Every entry below must be repeated exactly; skip the pictures.

(Dataset entries)
▬▬▬

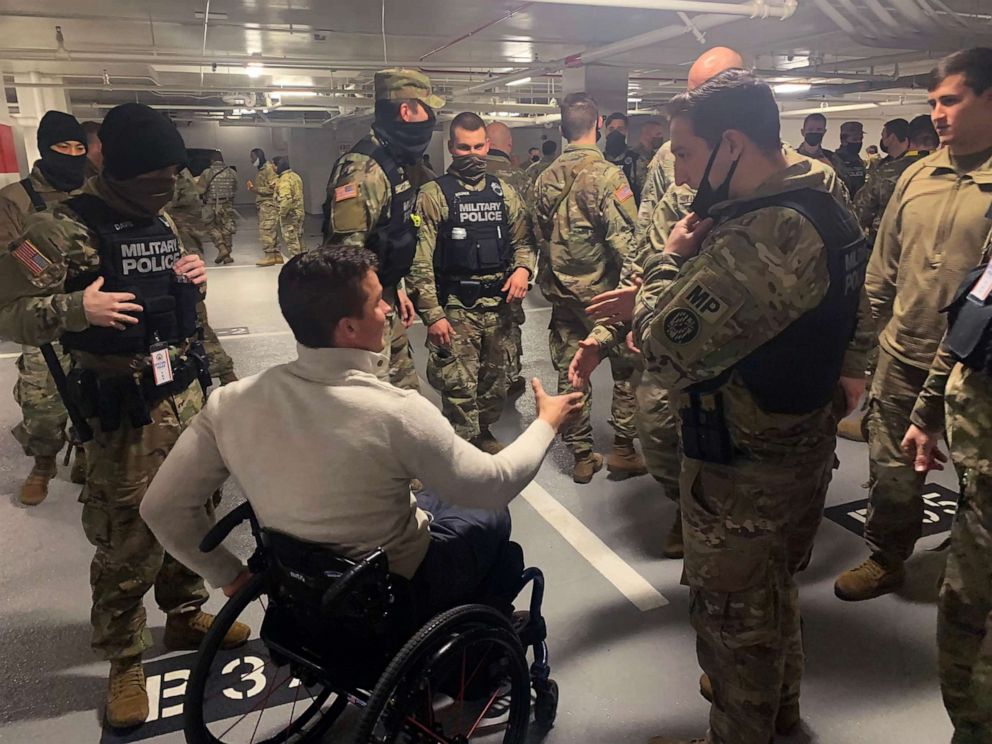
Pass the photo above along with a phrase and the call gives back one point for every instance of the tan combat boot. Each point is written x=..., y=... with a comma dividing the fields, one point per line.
x=78, y=473
x=674, y=547
x=873, y=578
x=786, y=719
x=35, y=487
x=624, y=460
x=586, y=467
x=185, y=631
x=127, y=698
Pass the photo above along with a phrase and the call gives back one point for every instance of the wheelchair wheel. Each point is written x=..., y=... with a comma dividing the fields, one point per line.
x=461, y=677
x=243, y=695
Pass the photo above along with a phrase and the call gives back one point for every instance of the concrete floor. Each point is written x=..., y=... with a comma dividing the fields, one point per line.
x=625, y=673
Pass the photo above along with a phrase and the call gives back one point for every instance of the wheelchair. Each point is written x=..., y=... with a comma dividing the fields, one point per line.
x=337, y=632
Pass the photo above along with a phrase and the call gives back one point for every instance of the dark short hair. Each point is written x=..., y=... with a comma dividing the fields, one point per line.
x=467, y=121
x=733, y=99
x=898, y=127
x=320, y=287
x=975, y=64
x=617, y=116
x=922, y=132
x=579, y=114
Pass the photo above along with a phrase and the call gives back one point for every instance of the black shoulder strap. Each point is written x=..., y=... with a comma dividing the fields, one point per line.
x=36, y=201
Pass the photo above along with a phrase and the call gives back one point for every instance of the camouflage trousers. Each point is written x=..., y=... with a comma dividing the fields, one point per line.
x=566, y=329
x=268, y=225
x=748, y=529
x=514, y=346
x=658, y=430
x=42, y=431
x=470, y=374
x=221, y=222
x=220, y=361
x=292, y=232
x=895, y=497
x=964, y=622
x=129, y=560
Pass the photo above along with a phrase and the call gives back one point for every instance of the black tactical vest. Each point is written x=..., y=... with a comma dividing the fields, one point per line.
x=137, y=256
x=797, y=371
x=485, y=246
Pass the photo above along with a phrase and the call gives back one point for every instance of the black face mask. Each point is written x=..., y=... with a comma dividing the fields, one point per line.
x=706, y=196
x=64, y=172
x=616, y=144
x=408, y=140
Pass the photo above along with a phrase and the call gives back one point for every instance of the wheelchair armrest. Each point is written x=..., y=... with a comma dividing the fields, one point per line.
x=224, y=527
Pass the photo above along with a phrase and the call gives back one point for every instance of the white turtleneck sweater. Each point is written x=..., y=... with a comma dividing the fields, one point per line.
x=325, y=451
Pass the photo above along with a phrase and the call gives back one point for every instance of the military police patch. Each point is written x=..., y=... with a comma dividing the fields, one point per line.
x=681, y=325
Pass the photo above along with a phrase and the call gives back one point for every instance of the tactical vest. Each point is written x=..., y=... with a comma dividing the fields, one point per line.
x=797, y=371
x=137, y=256
x=482, y=215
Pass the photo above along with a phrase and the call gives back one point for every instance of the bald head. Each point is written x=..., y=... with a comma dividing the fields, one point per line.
x=711, y=63
x=500, y=137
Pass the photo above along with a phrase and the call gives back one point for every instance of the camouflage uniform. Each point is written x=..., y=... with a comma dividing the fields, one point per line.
x=42, y=430
x=585, y=212
x=498, y=164
x=268, y=209
x=748, y=526
x=128, y=559
x=186, y=210
x=219, y=184
x=289, y=197
x=931, y=235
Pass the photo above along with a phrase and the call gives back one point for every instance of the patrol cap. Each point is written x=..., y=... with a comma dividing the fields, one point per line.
x=397, y=84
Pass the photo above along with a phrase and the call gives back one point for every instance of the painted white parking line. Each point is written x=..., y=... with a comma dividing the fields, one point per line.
x=613, y=568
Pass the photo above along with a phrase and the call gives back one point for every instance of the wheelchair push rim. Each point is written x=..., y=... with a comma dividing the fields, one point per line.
x=243, y=696
x=462, y=678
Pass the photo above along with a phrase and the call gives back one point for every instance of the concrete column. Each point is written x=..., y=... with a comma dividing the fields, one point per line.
x=33, y=103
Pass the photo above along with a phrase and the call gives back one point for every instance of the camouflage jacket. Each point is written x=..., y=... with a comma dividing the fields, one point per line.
x=433, y=211
x=764, y=269
x=15, y=204
x=870, y=202
x=34, y=307
x=289, y=193
x=265, y=183
x=585, y=213
x=959, y=399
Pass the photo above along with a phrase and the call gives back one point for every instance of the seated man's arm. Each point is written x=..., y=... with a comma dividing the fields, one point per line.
x=174, y=505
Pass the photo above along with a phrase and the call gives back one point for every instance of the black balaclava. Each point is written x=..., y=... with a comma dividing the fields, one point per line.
x=138, y=140
x=64, y=172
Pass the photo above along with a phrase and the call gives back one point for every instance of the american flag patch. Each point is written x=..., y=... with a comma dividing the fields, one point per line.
x=31, y=258
x=348, y=191
x=623, y=193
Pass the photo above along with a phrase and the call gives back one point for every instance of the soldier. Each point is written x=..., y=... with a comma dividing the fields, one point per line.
x=289, y=198
x=56, y=175
x=958, y=396
x=931, y=235
x=585, y=214
x=498, y=164
x=847, y=159
x=186, y=210
x=474, y=256
x=219, y=184
x=715, y=317
x=74, y=275
x=634, y=166
x=264, y=186
x=370, y=198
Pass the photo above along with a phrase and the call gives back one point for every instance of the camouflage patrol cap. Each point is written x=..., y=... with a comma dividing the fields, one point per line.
x=396, y=85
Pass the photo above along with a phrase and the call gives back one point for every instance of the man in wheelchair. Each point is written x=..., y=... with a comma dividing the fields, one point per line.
x=325, y=451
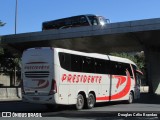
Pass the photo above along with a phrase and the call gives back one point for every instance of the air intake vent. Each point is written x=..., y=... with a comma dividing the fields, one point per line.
x=37, y=74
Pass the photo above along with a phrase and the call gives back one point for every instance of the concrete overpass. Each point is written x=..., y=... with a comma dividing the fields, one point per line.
x=115, y=37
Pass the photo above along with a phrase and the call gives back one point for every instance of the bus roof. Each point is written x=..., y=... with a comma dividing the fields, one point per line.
x=97, y=55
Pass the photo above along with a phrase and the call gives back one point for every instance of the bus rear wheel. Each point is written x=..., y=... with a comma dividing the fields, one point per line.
x=80, y=102
x=90, y=101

▬▬▬

**Result of the task**:
Pass the photo above along with a phrase and the call gives back one point for every instance of the tan combat boot. Each point is written x=..., y=... with a comma dividing the fields, one point per line.
x=78, y=473
x=674, y=547
x=873, y=578
x=786, y=719
x=35, y=487
x=624, y=460
x=586, y=467
x=185, y=631
x=127, y=698
Pass the photo above along with a phrase and the call gives back one point for every instance of the wheelchair wheel. Each point is written x=..., y=... with a comma dividing the fields, one point per line.
x=461, y=677
x=243, y=695
Pass the photo above along with a phrase and the call gives back one point for every instance of the concrete floor. Each point is written x=..., y=... with a comma dividing the fields, one point per line.
x=625, y=673
Pass the photo above along with a phrase and the call gives back one point for every instance of the wheelchair. Each point is written x=..., y=... with a comma dividing the fields, one point per line.
x=337, y=632
Pass the photo above along with a phrase and the call gives back one point for every instance of the dark short hair. Each point is written x=..., y=... with a comma dividing the fields, one point per line.
x=467, y=121
x=733, y=99
x=898, y=127
x=320, y=287
x=975, y=64
x=617, y=116
x=922, y=132
x=579, y=114
Pass the photo above along with a phrase and the call gives back one point for every instance of the black shoulder strap. Each point is written x=..., y=... with a comma dividing the fields, one point per line.
x=36, y=201
Pass the photo above along with a phrase and the call gives back one point for every instance of the camouflage trousers. Each point is written x=..., y=... with a comma dividing the fields, one point per line.
x=566, y=329
x=268, y=225
x=748, y=529
x=514, y=346
x=658, y=430
x=42, y=431
x=470, y=374
x=221, y=222
x=220, y=361
x=292, y=232
x=895, y=497
x=964, y=622
x=129, y=560
Pass the photo above along with a phrase and the call gives back one point for every instance of the black tactical vest. Each point is written x=..., y=... with a comma dividing the fields, one point per line.
x=137, y=256
x=797, y=371
x=485, y=246
Pass the photo above along with a phrase and the call gives back one point for every instance of the black face mask. Each point is written x=..., y=... with a comma dividing the fields, one point per line.
x=706, y=196
x=64, y=172
x=616, y=144
x=408, y=140
Pass the photo above along with a phrase and the call gives back one point for every instance of the wheelchair armrest. Each point is written x=..., y=... with a comma dividing the fields, one point per line.
x=224, y=527
Pass the photo above along with a phrase and the call gives back one point for every instance of the white turtleneck sweater. Each point is written x=..., y=... with a comma dividing the fields, one point per line.
x=325, y=451
Pass the photo above along with a phrase and the call gives back one point for every instance of the military police patch. Each point is written x=..., y=... with a comma dividing the fields, one point per line.
x=681, y=325
Pass the photo above along with a phrase and the call gives back one point for every instance of the tactical vest. Each point is written x=..., y=... with a comma dividing the fields, one point per line.
x=797, y=371
x=137, y=256
x=482, y=215
Pass the photo above along with a phrase and the call gives back one point for every instance of the bald head. Each point is written x=..., y=... with a comma dividing the fields, one point per line.
x=711, y=63
x=500, y=137
Pass the photo above along with a phrase and the call gives back one point for every instance of the camouflage uniform. Each point is written x=..., y=... with a comma dividing the fields, one point per line.
x=42, y=430
x=585, y=212
x=498, y=164
x=268, y=209
x=748, y=526
x=128, y=559
x=186, y=210
x=219, y=184
x=289, y=197
x=931, y=235
Pass the photo above along with a phrase and the call gives back one point for every instance of the patrol cap. Each point is written x=..., y=... with a comma dividing the fields, one point per line.
x=397, y=84
Pass the photo above along with a phrase and the call gives back one point for every instance of the painted white parking line. Each point is written x=..., y=... with a comma dividing the fields, one point per line.
x=613, y=568
Pass the photo above along with a phrase and the call gives back one point for every instance of the wheelchair push rim. Each point is written x=..., y=... with a comma dividing the fields, one point per line.
x=243, y=696
x=462, y=678
Pass the photo above along with a phrase and the call gives back one point for every instance of the concrete column. Each point is written x=..., y=... with a comma dividing the fields, one point per line.
x=33, y=103
Pass the photo above along with a phrase and the call gives back one point for every instance of the camouflage jacket. Each point is written x=..., y=... with a comma dividing the fields, one point per line.
x=433, y=211
x=764, y=269
x=15, y=204
x=870, y=202
x=34, y=307
x=289, y=193
x=265, y=183
x=585, y=213
x=959, y=399
Pass the photo above along with a phrase and the call gives back one point for every instance of the seated man's arm. Each point is written x=..., y=... with a comma dividing the fields, one point per line.
x=174, y=505
Pass the photo above along with a phrase and the call gives back one point for every instance of the black balaclava. Each point is written x=..., y=... with a comma dividing the fields, one point per line.
x=138, y=140
x=64, y=172
Pass the photo above along with a phrase and the call gives back one point for every instance of the american flag patch. Each point is written x=..., y=... with a comma dividing the fields, one point per line.
x=31, y=258
x=348, y=191
x=623, y=193
Pass the photo above along with a phrase and the call gives back one point for every instance of the soldier. Each point is written x=..., y=... with a comma dividing the fields, one point per line.
x=289, y=198
x=56, y=175
x=958, y=396
x=931, y=235
x=585, y=214
x=498, y=164
x=847, y=159
x=186, y=210
x=474, y=256
x=219, y=184
x=715, y=317
x=74, y=275
x=634, y=166
x=264, y=186
x=370, y=198
Pass the photo above along with a phrase and the call gives back one point for every instance of the camouflage patrol cap. Each point is written x=..., y=... with a comma dividing the fields, one point per line.
x=396, y=85
Pass the photo above along with a phrase and the call gives back one point for every instance of the man in wheelchair. Each point is written x=..., y=... with a comma dividing the fields, one point per line.
x=325, y=451
Pass the photo above along with a phrase and the call gives back one point for every instance of the air intake vent. Each point is written x=..., y=... with a comma dividing the fields, one point per line.
x=37, y=74
Pass the photo above along with a phrase and the call gives back one point for every instance of the concrete overpass. Each point is written x=..., y=... with a comma dividing the fields, one point per line.
x=115, y=37
Pass the photo above along with a phrase and the call gives back one point for every instance of the bus roof. Each point is written x=..., y=... with a comma dividing the fields, one point per line.
x=97, y=55
Pass the photo above along with a phrase and the call gives back one point for every instance of the bus rear wheel. Each point is written x=..., y=... with a comma dividing the fields, one point per line.
x=80, y=102
x=90, y=101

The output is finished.